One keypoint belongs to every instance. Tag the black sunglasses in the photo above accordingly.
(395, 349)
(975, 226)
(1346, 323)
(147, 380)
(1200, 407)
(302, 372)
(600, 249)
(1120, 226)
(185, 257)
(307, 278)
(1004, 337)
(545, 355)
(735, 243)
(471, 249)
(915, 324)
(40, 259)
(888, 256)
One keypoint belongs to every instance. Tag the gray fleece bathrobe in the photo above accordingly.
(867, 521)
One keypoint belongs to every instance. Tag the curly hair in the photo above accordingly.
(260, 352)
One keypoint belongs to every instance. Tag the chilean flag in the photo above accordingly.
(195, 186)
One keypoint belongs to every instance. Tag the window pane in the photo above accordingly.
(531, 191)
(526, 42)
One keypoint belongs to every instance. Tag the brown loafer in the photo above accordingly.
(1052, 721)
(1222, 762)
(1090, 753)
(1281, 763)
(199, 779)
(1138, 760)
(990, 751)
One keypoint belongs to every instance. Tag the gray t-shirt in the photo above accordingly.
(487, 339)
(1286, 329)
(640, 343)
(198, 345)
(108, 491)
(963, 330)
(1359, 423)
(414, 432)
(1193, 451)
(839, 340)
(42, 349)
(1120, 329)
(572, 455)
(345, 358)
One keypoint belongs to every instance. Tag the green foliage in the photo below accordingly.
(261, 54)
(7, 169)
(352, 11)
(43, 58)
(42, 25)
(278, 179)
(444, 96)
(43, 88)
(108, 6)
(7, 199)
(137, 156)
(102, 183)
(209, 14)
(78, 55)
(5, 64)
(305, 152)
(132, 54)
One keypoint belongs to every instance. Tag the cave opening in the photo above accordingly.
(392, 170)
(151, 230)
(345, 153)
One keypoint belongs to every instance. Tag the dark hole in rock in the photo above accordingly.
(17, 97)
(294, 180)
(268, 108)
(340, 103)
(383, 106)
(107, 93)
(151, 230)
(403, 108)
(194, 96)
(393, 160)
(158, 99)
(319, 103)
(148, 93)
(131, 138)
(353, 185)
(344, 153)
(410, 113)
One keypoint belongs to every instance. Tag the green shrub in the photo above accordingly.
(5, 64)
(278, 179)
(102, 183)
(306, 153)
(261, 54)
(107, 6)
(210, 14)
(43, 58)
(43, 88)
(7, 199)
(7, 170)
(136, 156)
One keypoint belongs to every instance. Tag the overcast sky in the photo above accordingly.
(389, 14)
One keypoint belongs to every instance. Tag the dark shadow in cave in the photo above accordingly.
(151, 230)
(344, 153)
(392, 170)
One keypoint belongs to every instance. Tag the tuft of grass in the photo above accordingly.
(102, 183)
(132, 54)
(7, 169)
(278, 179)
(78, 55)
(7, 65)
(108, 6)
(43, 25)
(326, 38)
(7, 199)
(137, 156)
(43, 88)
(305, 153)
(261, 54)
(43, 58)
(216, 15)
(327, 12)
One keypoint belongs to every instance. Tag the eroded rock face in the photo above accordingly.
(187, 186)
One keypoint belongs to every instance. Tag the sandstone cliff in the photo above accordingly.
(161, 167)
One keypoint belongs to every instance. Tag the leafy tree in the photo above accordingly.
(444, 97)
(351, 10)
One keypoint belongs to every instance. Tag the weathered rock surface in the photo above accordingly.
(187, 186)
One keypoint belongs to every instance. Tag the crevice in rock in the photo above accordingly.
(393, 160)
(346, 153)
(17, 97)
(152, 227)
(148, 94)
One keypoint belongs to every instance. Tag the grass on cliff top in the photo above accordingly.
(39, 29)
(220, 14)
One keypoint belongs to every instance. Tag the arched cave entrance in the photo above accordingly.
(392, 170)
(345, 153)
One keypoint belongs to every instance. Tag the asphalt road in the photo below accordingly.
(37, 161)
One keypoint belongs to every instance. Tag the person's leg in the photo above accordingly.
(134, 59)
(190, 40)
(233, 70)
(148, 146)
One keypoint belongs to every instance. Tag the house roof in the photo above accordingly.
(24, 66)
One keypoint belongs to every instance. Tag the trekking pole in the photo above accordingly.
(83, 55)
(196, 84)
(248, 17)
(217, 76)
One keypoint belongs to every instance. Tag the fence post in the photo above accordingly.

· · · · · · ·

> WHAT YOU SHOULD DO:
Please recast all the material above as a numbered list, leaving out any blank lines.

> SOLUTION FOR THIS TASK:
1. One keypoint belongs to every instance. Tag the black sunglasses in the photo above accordingly.
2. (395, 349)
3. (975, 226)
4. (1346, 323)
5. (147, 380)
6. (1200, 407)
7. (302, 372)
8. (600, 249)
9. (1120, 226)
10. (185, 257)
11. (307, 278)
12. (1004, 337)
13. (545, 355)
14. (735, 243)
15. (471, 249)
16. (915, 324)
17. (40, 259)
18. (888, 256)
19. One keypoint belongs to every instance. Tag the gray fleece bathrobe in the photo above accordingly.
20. (867, 521)
21. One keypoint belongs to every instance. Tag the curly hair in the photo above accordingly.
22. (260, 352)
23. One keypoint belongs to every instance. Tag the chilean flag in the photo above accordingly.
24. (195, 186)
25. One keypoint belongs to every instance. Tag the window pane in the photo above accordingly.
26. (531, 191)
27. (526, 42)
28. One keypoint belongs to every instance. Tag the brown loafer in the photo above accordingly.
29. (1052, 721)
30. (1222, 762)
31. (1090, 753)
32. (1281, 763)
33. (199, 779)
34. (1138, 760)
35. (990, 751)
36. One keypoint belongs to every instance. Tag the gray t-shirt in the photo above accordingly.
37. (487, 339)
38. (1286, 329)
39. (640, 343)
40. (198, 345)
41. (108, 491)
42. (963, 330)
43. (1359, 423)
44. (414, 432)
45. (1193, 451)
46. (839, 340)
47. (42, 349)
48. (1120, 329)
49. (572, 455)
50. (345, 358)
51. One keypoint belongs to every instance. Tag the green foliage in the photo below accordingly.
52. (261, 54)
53. (7, 169)
54. (352, 11)
55. (43, 58)
56. (42, 25)
57. (278, 179)
58. (444, 96)
59. (43, 88)
60. (108, 6)
61. (7, 199)
62. (137, 156)
63. (102, 183)
64. (209, 14)
65. (78, 55)
66. (5, 64)
67. (305, 152)
68. (132, 54)
69. One keypoint belongs to every instance. Tag the cave opening in the photo above accordingly.
70. (392, 170)
71. (151, 230)
72. (345, 153)
73. One keypoint belongs to every instance. Tag the dark hole in rock in the photo above accordingly.
74. (17, 97)
75. (294, 180)
76. (268, 108)
77. (340, 103)
78. (383, 106)
79. (107, 93)
80. (151, 230)
81. (403, 108)
82. (194, 96)
83. (393, 160)
84. (158, 99)
85. (319, 103)
86. (148, 93)
87. (131, 138)
88. (353, 185)
89. (344, 153)
90. (410, 113)
91. One keypoint belongs to every instance. Tag the green shrub in the photo above accordingly.
92. (5, 64)
93. (278, 179)
94. (102, 183)
95. (306, 153)
96. (261, 54)
97. (107, 6)
98. (210, 14)
99. (43, 58)
100. (43, 88)
101. (7, 199)
102. (7, 170)
103. (136, 156)
104. One keypoint belongs to every instance. Tag the overcast sky in the photo above accordingly.
105. (389, 14)
106. One keypoint belongs to every instance. Tag the dark shadow in cave in the photo above accordingly.
107. (151, 230)
108. (344, 153)
109. (392, 170)
110. One keypoint belongs to every instance. Tag the tuft of grass in the photo above accordingly.
111. (102, 183)
112. (132, 54)
113. (7, 169)
114. (278, 179)
115. (78, 55)
116. (7, 65)
117. (108, 6)
118. (43, 25)
119. (326, 38)
120. (7, 199)
121. (137, 156)
122. (43, 88)
123. (305, 153)
124. (261, 54)
125. (43, 58)
126. (216, 15)
127. (327, 12)
128. One keypoint belongs to every instance. Tag the eroded rock face in the photo above accordingly.
129. (187, 186)
130. One keypoint belongs to every instance. Tag the sandstone cliff in the photo above accordingly.
131. (161, 167)
132. One keypoint belongs to every instance. Tag the leafy tree in the photo above accordingly.
133. (444, 97)
134. (351, 10)
135. One keypoint belongs to every instance. Tag the weathered rock surface in the photo above accordingly.
136. (187, 186)
137. One keypoint belongs to every instance. Tag the crevice in rock in the photo above accordingly.
138. (393, 160)
139. (346, 153)
140. (17, 97)
141. (152, 227)
142. (148, 94)
143. One keypoint belongs to every instance. Tag the grass on cliff top in the photo above accordingly.
144. (39, 29)
145. (220, 14)
146. One keypoint belongs to every instance. Tag the arched cave entrance in the photo above accordingly.
147. (392, 170)
148. (345, 153)
149. One keypoint belongs to every instance. Tag the asphalt road in the photo below accordingly.
150. (37, 161)
151. One keypoint belongs to every instance. Tag the person's leg in the photo above accordingly.
152. (134, 59)
153. (190, 40)
154. (233, 70)
155. (148, 146)
156. One keypoint belongs to every instance. Tag the house roof in the photo above accordingly.
157. (24, 66)
158. One keypoint belongs to every instance. Tag the trekking pole in the photo above accordingly.
159. (83, 55)
160. (196, 84)
161. (248, 17)
162. (217, 76)
163. One keypoint belongs to every instance. Tag the fence post in the photo above accordingly.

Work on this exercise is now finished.